DATASET ENTRIES:
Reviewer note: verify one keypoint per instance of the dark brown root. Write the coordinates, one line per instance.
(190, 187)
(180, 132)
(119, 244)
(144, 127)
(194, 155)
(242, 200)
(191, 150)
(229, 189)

GIVEN INSTRUCTION:
Reproduce every line of the items, requests included, multiplying each coordinate value in the answers by 1.4 and rounding to the nearest whole number, with halves rounded up. Leave the request text and any format samples in it unchanged.

TASK RESULT:
Reviewer note: verify one keypoint per instance of the dark brown root. Write the coordinates, one line per instance.
(266, 262)
(252, 185)
(167, 342)
(202, 178)
(272, 217)
(339, 280)
(267, 210)
(321, 265)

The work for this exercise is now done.